Turn every line of the records below into a Markdown table with two columns, "No." for the row number and "Line" for the line itself, leaving out blank lines. Leave the pictures out of your answer.

==== Dataset rows ====

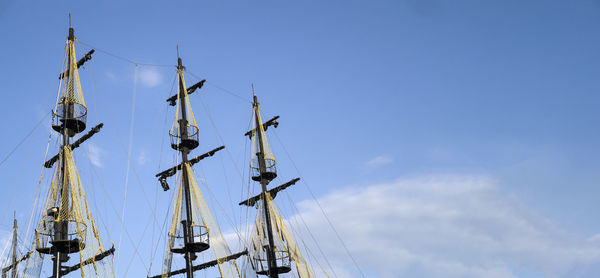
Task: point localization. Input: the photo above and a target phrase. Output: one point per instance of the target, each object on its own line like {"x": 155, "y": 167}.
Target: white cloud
{"x": 150, "y": 77}
{"x": 380, "y": 160}
{"x": 444, "y": 226}
{"x": 95, "y": 154}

====

Response to the task:
| No. | Line |
|---|---|
| 1 | Task: point localization. Input: the photo above and a target phrase. Output: one point per instance of the target, each object on its own line like {"x": 155, "y": 167}. |
| 2 | Target: white cloud |
| 3 | {"x": 150, "y": 77} |
| 4 | {"x": 380, "y": 160} |
| 5 | {"x": 444, "y": 226} |
| 6 | {"x": 95, "y": 154} |